TASK INPUTS:

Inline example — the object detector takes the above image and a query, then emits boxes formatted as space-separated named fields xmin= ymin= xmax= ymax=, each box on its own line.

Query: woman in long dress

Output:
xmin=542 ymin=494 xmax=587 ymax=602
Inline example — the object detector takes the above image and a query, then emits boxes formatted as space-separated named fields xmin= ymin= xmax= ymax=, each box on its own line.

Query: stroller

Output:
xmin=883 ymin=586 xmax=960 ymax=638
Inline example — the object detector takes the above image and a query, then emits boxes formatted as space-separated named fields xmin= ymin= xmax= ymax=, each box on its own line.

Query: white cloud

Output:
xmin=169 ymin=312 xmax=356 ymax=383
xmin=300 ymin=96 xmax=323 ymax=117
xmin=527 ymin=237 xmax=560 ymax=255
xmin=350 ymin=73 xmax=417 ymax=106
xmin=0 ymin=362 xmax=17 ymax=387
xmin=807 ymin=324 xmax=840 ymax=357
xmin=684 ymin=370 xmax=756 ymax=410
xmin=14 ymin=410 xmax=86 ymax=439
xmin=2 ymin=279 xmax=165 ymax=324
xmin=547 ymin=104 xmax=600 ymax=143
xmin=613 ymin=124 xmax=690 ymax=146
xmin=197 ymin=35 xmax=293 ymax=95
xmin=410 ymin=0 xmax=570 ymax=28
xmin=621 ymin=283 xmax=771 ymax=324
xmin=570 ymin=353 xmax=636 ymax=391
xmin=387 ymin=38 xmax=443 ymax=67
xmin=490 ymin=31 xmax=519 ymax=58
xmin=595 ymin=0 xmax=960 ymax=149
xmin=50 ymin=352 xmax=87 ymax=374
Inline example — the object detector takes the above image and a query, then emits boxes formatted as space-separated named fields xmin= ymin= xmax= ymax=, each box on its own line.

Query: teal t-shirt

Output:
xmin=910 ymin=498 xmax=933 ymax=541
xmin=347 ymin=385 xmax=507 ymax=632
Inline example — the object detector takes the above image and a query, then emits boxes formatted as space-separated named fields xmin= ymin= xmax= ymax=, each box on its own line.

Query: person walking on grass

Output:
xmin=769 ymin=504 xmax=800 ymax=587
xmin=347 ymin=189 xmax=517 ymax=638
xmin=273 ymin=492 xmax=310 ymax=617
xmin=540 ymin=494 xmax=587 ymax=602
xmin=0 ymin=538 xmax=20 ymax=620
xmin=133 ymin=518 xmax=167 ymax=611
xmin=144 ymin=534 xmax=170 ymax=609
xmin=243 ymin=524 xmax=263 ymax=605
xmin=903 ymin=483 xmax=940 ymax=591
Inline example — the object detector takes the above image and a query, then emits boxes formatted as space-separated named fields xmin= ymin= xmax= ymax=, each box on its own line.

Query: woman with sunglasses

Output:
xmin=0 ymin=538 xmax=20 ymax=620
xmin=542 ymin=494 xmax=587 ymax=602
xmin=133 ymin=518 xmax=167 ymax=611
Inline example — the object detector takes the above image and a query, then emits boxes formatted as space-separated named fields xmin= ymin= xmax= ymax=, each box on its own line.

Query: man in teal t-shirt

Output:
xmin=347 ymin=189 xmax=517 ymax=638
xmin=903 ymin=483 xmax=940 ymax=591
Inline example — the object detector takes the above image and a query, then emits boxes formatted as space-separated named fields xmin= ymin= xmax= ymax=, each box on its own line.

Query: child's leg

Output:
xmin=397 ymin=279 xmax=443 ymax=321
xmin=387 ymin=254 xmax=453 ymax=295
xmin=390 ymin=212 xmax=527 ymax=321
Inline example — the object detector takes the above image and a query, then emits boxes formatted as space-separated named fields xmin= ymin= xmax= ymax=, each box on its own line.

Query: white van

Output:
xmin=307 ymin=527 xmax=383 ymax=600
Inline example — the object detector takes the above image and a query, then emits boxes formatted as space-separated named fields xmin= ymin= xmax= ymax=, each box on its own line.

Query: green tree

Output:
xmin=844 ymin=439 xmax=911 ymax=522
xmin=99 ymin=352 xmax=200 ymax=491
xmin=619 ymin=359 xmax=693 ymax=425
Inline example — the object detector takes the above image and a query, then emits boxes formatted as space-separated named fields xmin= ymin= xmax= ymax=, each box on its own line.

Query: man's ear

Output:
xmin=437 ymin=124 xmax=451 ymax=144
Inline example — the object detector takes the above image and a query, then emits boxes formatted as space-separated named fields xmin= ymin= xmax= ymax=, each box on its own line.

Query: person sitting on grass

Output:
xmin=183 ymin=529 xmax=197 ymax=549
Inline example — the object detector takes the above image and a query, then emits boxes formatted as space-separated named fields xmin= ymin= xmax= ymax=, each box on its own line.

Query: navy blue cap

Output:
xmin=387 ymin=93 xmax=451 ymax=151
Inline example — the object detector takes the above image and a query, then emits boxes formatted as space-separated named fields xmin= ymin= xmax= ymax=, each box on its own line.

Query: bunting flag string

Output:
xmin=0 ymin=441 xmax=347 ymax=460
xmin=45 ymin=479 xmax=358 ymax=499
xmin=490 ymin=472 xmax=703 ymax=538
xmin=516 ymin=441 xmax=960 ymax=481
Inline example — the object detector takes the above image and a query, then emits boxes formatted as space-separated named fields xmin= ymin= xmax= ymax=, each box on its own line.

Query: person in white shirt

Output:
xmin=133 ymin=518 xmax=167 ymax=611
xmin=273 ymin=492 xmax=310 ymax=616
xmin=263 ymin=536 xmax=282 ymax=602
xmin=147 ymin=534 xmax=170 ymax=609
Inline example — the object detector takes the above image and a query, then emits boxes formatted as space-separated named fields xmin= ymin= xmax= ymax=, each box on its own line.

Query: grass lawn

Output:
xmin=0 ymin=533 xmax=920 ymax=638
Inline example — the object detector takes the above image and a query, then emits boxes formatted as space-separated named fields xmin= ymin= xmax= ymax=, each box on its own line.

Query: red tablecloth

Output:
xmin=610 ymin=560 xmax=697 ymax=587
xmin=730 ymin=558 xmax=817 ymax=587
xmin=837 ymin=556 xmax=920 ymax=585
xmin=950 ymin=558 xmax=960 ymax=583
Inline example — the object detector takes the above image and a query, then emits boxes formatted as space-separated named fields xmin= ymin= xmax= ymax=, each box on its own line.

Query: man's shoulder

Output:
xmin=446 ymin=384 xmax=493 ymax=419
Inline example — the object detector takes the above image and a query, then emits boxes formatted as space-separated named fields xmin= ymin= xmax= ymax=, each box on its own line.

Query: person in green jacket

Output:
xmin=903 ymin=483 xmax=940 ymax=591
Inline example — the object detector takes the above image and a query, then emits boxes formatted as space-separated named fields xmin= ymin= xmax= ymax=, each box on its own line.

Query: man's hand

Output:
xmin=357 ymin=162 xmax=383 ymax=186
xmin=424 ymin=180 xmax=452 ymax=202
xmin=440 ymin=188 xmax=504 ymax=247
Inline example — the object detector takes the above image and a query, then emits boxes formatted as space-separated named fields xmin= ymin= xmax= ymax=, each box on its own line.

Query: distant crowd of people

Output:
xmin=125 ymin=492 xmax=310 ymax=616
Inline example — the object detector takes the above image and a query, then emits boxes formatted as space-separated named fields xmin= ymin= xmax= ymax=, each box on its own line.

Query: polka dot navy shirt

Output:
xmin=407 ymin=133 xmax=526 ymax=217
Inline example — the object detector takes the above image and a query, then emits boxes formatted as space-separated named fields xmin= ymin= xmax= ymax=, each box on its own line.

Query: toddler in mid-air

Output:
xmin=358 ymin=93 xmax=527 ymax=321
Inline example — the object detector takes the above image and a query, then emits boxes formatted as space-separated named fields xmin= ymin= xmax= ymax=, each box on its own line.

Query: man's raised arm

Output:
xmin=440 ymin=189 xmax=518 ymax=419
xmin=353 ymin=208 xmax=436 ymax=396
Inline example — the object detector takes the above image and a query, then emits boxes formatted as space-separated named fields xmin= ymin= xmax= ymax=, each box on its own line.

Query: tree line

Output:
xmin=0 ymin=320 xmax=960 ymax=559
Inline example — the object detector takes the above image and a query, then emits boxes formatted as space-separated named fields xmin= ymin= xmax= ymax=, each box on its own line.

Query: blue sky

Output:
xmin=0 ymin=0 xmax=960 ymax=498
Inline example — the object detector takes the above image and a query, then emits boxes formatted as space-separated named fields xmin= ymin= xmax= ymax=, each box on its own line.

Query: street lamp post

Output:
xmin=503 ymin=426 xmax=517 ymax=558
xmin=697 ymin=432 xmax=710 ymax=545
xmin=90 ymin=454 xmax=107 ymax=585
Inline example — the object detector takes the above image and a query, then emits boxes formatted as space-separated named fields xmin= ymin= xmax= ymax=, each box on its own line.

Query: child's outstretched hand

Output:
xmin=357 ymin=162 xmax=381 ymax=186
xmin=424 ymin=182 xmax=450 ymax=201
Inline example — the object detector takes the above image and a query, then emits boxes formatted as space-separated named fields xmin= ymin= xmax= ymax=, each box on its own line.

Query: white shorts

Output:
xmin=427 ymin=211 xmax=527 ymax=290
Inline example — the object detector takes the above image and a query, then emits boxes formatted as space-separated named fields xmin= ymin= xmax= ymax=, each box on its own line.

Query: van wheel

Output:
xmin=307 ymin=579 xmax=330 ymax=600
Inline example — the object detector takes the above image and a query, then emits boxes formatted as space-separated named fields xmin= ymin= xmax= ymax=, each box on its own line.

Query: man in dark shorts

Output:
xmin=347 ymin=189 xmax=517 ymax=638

TO DO:
Count the lines in the entries above that contain the word "child", and reply with only that number.

TASK RESULT:
2